#### [Листинг к упражнению]

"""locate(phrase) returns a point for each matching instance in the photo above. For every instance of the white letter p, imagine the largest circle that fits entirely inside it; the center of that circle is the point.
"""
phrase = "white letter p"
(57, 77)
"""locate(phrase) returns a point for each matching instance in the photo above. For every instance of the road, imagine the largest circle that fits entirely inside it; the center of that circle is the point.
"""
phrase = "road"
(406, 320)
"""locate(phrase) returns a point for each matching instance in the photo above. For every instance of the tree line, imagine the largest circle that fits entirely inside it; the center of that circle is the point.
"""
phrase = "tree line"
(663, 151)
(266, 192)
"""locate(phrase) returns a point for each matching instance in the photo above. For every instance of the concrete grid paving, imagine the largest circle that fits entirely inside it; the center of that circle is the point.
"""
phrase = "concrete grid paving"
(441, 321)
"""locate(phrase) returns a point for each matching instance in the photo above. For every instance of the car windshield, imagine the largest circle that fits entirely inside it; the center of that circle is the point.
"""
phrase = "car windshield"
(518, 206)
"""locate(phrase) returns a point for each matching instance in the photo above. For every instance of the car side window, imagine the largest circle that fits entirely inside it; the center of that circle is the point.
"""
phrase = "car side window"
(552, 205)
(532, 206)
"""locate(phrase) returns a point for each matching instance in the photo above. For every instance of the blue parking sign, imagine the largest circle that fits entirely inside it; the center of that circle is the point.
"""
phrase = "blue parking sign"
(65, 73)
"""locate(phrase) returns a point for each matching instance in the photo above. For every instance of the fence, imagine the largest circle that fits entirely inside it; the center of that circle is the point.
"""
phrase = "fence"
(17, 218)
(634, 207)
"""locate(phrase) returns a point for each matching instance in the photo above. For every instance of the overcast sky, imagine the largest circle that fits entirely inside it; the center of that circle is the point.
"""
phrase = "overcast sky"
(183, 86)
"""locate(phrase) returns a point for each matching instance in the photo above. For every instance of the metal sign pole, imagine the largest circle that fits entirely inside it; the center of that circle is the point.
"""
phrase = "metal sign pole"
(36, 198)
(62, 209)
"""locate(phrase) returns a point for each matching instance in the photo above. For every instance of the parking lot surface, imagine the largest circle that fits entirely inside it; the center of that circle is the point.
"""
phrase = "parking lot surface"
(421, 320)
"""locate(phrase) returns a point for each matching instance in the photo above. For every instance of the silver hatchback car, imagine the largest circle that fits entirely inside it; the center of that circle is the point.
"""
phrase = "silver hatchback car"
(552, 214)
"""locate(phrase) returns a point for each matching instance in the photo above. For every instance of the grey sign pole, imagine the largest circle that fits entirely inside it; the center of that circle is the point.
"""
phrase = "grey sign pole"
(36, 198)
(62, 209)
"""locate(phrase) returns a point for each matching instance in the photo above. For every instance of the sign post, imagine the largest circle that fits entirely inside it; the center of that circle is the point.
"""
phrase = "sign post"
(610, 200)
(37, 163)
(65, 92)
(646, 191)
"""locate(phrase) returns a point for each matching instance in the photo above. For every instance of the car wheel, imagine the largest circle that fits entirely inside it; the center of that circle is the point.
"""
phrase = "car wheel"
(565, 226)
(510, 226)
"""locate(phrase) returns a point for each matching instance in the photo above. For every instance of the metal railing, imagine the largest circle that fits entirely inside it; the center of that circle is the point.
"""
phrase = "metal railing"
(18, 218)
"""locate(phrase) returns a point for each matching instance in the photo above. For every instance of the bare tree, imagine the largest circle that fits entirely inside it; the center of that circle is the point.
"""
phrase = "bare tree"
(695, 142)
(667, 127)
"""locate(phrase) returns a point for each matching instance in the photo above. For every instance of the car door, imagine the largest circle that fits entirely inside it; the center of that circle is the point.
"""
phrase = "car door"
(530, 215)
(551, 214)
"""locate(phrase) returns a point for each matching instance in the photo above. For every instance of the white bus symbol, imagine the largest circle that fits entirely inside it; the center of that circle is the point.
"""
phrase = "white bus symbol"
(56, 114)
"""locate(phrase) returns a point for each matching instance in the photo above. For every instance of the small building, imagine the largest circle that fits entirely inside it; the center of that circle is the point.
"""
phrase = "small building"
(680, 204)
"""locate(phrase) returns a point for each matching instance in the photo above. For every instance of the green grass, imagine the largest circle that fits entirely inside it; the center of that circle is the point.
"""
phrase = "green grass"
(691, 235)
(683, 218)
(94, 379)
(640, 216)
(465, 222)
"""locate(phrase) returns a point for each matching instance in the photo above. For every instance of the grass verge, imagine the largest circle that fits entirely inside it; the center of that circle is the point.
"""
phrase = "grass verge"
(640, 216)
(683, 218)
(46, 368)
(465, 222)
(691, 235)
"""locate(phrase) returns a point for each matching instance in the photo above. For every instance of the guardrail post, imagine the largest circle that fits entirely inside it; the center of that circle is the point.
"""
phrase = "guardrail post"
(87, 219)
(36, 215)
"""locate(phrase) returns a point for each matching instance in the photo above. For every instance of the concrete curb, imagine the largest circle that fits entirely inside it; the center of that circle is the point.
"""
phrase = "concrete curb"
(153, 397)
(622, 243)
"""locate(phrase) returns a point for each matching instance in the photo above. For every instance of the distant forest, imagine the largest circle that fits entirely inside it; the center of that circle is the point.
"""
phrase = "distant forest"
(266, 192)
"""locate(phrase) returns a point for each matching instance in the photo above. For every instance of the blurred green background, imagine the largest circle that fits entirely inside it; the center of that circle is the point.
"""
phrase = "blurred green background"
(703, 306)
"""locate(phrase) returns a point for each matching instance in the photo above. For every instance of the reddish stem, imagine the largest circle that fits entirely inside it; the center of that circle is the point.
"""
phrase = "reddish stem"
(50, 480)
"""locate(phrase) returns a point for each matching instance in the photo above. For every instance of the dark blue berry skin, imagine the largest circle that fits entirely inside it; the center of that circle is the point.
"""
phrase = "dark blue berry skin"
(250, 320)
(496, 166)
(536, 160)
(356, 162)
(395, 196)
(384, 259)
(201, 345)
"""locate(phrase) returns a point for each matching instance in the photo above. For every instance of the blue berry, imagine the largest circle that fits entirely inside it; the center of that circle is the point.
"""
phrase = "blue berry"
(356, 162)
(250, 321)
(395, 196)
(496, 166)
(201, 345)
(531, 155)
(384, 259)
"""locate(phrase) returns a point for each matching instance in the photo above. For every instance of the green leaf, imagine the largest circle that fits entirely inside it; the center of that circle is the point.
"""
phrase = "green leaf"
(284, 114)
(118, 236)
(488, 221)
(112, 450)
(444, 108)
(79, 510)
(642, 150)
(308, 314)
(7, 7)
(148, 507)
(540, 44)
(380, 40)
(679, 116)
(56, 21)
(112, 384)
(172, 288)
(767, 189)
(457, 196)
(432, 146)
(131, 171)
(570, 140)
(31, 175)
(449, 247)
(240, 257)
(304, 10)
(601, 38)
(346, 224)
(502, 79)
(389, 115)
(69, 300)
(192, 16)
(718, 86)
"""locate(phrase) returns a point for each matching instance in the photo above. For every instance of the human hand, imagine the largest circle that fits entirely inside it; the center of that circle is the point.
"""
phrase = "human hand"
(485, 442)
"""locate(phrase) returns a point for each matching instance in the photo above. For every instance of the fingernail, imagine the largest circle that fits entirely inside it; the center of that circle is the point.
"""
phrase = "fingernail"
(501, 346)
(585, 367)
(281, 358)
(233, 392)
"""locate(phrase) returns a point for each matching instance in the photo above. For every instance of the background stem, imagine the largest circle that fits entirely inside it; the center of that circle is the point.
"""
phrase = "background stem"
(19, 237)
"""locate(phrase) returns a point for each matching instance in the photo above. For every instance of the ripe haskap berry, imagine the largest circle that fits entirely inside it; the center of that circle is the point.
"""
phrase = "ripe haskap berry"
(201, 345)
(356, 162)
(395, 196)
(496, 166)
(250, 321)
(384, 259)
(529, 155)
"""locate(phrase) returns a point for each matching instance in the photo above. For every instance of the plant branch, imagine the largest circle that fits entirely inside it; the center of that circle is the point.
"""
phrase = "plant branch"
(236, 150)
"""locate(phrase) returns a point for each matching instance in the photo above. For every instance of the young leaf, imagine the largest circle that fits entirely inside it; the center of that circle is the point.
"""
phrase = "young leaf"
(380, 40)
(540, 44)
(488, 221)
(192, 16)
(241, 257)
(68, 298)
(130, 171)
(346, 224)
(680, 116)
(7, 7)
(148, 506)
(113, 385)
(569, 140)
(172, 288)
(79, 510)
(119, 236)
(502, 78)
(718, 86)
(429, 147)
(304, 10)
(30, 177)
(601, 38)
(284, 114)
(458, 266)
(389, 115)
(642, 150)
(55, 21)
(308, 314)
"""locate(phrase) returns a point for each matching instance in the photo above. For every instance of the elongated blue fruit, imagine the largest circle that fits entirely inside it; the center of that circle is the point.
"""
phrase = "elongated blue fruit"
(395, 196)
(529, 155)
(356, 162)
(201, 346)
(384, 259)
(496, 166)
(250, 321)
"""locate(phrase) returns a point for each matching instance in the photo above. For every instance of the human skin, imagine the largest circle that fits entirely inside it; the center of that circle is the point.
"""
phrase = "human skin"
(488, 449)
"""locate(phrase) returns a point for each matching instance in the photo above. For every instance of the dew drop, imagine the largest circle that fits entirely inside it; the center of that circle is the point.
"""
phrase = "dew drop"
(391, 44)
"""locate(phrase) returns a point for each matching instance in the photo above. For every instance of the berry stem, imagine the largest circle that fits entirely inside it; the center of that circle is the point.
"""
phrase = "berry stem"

#### [Задание]
Масштабируйте фрагмент листинга от строки, содержащей «human skin, imagine», до конца листинга включительно. Выведите заново только эти строки вместе с запросами, умножив каждую координату точек в ответах на 1,1 и округлив до целого (половины в большую сторону).

#### [Ответ к задаче]
"""locate(phrase) returns a point for each matching instance in the photo above. For every instance of the human skin, imagine the largest circle that fits entirely inside it; the center of that circle is the point.
"""
phrase = "human skin"
(537, 494)
"""locate(phrase) returns a point for each matching instance in the photo above. For every instance of the dew drop, imagine the largest circle that fits entirely inside it; the center of that circle is the point.
"""
phrase = "dew drop"
(430, 48)
"""locate(phrase) returns a point for each matching instance in the photo above. For every instance of the berry stem, imagine the largest circle that fits entirely inside it; the center of that circle is the point.
"""
phrase = "berry stem"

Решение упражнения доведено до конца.